EXERCISE DESCRIPTION: Repeat every line of the material, character for character.

DATA SECTION:
----

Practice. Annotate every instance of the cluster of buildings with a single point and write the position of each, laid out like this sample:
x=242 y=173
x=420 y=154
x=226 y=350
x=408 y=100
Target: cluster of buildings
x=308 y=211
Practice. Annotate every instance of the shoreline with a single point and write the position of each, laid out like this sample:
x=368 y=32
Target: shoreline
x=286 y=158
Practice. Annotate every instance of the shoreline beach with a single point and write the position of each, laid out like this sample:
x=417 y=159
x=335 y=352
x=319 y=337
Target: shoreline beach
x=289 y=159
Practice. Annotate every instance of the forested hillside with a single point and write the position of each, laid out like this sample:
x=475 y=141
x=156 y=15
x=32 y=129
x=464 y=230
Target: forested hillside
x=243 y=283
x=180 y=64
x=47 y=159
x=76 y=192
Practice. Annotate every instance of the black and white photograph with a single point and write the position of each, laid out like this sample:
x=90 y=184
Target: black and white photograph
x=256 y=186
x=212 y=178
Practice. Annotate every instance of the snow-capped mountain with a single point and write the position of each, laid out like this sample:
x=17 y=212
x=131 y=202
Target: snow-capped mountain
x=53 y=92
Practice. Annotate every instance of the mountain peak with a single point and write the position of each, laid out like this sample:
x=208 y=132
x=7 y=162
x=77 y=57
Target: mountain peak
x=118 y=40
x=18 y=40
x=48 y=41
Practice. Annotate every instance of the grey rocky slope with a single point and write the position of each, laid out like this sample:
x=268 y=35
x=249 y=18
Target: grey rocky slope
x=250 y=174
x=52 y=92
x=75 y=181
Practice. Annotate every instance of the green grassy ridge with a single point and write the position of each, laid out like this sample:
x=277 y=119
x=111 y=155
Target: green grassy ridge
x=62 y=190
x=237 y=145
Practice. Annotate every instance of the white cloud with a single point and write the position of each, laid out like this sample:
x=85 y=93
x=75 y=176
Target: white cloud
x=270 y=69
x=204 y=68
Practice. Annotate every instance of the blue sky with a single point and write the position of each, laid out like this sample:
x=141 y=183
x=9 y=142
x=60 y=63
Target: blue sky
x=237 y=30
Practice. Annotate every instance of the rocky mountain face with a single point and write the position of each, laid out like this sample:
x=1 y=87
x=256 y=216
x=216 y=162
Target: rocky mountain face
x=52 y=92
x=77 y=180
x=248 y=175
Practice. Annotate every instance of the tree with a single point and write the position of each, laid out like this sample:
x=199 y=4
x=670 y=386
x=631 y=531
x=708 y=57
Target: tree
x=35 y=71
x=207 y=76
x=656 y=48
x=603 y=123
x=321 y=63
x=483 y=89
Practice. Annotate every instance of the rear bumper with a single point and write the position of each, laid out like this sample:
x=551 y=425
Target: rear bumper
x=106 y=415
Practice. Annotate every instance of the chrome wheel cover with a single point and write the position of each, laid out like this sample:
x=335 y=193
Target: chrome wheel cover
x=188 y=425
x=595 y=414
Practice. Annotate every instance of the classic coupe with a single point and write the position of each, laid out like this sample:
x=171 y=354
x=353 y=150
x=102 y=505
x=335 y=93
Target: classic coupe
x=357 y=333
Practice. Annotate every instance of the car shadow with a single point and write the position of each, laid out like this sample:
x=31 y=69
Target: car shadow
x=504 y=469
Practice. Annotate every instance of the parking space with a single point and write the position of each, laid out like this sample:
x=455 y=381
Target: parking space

----

IN RESPONSE:
Practice. Annotate every instance of the cluster of buildings with a single point and write the position of each, laid out like this sample:
x=242 y=173
x=420 y=154
x=226 y=350
x=408 y=100
Target: cluster of buildings
x=308 y=211
Practice. Annotate every instance of the shoreline with a single point and write the position of each, laid out like this sample:
x=368 y=32
Target: shoreline
x=286 y=158
Practice. Annotate every instance of the shoreline beach with a single point and write the position of each, laid out like this sample:
x=417 y=159
x=335 y=352
x=319 y=337
Target: shoreline beach
x=289 y=159
Practice. Annotate every instance of the forested hillside with a single point and write the position of each, laid out like this sample:
x=475 y=141
x=156 y=15
x=32 y=129
x=464 y=230
Target: forested hillside
x=243 y=283
x=180 y=64
x=47 y=159
x=76 y=192
Practice. Annotate every instance of the black and white photograph with a single point and write the position of each, laid out like this sample:
x=90 y=184
Target: black and white photograph
x=256 y=186
x=212 y=178
Practice. Annotate every instance of the snow-capped mountain with a single point and write the position of each, laid out like this sample:
x=17 y=212
x=131 y=202
Target: snow-capped mountain
x=53 y=92
Practice. Annotate every instance of the mountain peak with a single point and write the position of each, laid out like this sample:
x=208 y=132
x=7 y=162
x=77 y=57
Target: mountain peak
x=118 y=40
x=18 y=40
x=48 y=41
Practice. Annotate every instance of the grey rocky slope with a single point and write the position of each, laid out like this sample:
x=268 y=35
x=249 y=18
Target: grey rocky slope
x=250 y=174
x=52 y=92
x=75 y=181
Practice. Annotate every instance of the green grassy ridge with a single point and write the position of each, laid out like this sample:
x=277 y=119
x=111 y=155
Target: green grassy ridge
x=62 y=190
x=237 y=145
Practice. Annotate every instance of the white cloud with a single point and write the position of each, laid out like this sample:
x=85 y=93
x=75 y=176
Target: white cloud
x=270 y=69
x=204 y=68
Practice. Annotate every instance of the blue sky with a single point and write the position of each, laid out like this sample:
x=141 y=183
x=9 y=142
x=60 y=63
Target: blue sky
x=237 y=30
Practice. Annotate every instance of the rocky mountain face with a single point and write the position of each, laid out like this sample:
x=1 y=87
x=256 y=216
x=216 y=162
Target: rocky mountain face
x=52 y=92
x=77 y=180
x=248 y=175
Practice. Annotate every instance of the tree with a single point and write the position of each, laid out like this sample:
x=199 y=4
x=670 y=386
x=631 y=531
x=708 y=57
Target: tree
x=35 y=71
x=207 y=76
x=656 y=48
x=603 y=123
x=321 y=63
x=483 y=89
Practice. Annotate every instance of the rear bumper with a single point and write the position of each, laid out like this sample:
x=551 y=425
Target: rear bumper
x=106 y=415
Practice. Annotate every instance of the chrome wheel cover with a single point and write the position of each, laid out like this sample:
x=335 y=193
Target: chrome wheel cover
x=188 y=425
x=595 y=414
Practice. Annotate every instance of the classic coupe with a single point and write the position of each, laid out like this sample:
x=171 y=354
x=353 y=150
x=102 y=505
x=335 y=93
Target: classic coupe
x=357 y=333
Practice. Annotate every instance of the car shadow with a single point and write the position of each, laid out like this sample:
x=31 y=69
Target: car shadow
x=504 y=469
Practice. Annotate every instance of the parking space with a single point and write the position of each, laid out like this sample:
x=455 y=381
Target: parking space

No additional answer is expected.